▶ **WHAT YOU WILL DO**:
Gather every line of the rows below that contains the word "crowd" and copy each one in full.

******

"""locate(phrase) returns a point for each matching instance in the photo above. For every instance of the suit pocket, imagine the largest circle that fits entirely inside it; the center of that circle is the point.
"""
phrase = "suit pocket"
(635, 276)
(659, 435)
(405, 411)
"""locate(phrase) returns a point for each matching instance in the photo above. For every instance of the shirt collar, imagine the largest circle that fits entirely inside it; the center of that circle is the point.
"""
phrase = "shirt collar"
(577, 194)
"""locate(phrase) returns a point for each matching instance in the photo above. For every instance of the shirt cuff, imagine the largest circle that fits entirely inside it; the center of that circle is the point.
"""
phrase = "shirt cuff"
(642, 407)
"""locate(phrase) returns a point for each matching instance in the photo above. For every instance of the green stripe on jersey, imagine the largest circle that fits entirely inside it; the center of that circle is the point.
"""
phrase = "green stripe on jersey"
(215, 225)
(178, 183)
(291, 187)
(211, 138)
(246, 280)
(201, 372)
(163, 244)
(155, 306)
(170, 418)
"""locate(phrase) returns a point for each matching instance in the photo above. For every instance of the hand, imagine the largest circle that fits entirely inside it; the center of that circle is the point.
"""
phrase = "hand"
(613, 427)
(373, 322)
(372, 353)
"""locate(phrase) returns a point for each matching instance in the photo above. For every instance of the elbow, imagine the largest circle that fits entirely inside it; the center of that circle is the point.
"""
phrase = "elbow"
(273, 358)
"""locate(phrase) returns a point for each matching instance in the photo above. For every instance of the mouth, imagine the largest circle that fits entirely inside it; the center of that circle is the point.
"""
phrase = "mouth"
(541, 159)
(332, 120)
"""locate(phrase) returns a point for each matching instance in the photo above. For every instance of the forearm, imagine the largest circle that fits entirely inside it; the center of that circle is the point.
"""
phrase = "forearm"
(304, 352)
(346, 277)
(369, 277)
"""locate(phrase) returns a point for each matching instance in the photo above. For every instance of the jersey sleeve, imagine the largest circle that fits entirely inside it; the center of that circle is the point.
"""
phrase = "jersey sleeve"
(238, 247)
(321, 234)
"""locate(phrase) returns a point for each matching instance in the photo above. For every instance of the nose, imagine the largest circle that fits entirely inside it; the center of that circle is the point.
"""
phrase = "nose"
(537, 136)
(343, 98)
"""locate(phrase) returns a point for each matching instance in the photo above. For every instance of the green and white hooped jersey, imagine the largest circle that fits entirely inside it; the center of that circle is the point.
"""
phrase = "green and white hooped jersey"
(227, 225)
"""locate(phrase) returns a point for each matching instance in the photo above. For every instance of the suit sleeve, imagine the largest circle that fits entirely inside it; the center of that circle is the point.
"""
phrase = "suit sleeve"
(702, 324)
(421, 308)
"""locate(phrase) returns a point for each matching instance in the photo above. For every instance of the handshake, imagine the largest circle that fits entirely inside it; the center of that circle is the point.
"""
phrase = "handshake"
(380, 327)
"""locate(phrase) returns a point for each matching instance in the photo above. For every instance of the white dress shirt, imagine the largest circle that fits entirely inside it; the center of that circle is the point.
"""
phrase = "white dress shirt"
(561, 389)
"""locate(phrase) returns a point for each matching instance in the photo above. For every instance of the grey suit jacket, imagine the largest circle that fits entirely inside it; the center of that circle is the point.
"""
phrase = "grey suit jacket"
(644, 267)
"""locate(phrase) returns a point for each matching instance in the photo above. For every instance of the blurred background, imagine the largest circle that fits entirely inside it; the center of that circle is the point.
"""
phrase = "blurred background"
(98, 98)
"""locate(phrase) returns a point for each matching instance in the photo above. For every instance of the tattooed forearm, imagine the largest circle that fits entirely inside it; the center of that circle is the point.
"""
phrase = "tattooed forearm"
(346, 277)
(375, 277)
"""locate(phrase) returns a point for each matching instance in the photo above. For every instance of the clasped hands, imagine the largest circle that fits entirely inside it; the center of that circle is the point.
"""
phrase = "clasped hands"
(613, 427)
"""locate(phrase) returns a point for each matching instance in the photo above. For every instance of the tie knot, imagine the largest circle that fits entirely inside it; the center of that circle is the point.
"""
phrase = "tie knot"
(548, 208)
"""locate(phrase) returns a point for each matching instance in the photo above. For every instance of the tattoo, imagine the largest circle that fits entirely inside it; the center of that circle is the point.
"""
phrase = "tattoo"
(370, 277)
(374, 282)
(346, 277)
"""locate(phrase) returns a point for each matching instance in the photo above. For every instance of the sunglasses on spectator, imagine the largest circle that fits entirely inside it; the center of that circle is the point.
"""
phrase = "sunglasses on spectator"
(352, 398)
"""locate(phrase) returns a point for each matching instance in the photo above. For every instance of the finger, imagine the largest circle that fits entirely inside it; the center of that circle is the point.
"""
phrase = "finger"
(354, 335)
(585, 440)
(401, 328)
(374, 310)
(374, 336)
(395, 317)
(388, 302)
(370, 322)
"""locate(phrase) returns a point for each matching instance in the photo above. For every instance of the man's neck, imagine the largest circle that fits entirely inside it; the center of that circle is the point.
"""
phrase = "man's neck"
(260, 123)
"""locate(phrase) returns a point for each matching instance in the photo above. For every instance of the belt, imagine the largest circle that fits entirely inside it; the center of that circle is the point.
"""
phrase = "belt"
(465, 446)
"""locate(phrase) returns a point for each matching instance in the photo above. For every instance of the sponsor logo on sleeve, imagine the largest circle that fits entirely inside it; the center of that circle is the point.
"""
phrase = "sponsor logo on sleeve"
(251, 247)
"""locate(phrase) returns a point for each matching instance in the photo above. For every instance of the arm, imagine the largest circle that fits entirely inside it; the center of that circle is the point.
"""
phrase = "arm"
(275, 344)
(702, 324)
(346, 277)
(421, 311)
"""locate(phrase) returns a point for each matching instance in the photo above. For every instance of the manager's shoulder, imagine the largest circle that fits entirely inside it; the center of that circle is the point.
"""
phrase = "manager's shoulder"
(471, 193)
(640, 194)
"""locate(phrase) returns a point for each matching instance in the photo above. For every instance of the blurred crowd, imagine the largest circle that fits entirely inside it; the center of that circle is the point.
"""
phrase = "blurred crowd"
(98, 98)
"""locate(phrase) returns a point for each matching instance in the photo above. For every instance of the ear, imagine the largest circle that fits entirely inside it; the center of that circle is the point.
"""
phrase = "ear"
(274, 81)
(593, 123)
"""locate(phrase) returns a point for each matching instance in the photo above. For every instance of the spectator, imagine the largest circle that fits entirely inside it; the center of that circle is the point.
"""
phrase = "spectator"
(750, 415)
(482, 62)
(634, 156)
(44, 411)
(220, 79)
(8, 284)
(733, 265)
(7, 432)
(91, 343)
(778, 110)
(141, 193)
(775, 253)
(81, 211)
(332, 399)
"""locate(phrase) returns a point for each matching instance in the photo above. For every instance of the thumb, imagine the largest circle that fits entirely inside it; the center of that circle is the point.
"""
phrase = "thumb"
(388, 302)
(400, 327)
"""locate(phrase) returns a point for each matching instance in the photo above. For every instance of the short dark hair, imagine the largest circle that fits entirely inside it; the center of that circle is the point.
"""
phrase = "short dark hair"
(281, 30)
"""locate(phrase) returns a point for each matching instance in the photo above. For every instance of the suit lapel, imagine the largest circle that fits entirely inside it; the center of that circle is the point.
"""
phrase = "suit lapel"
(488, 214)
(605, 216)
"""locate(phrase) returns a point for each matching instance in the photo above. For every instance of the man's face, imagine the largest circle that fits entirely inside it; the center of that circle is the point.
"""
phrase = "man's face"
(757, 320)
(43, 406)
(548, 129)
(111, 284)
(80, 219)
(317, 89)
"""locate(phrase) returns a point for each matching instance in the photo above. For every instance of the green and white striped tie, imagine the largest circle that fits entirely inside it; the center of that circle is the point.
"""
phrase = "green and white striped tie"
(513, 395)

******

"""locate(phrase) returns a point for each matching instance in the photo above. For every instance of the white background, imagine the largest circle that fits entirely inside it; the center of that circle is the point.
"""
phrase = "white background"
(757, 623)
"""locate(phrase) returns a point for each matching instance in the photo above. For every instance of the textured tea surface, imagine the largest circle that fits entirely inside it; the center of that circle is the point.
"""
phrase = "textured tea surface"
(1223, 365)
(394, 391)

******

▶ **THE SOLUTION**:
"""locate(phrase) returns a point for each matching instance in the photo above. For every instance of the blurred crowd, imagine the largest circle that fits entirely inside it; the center of that circle is the point.
phrase = "blurred crowd"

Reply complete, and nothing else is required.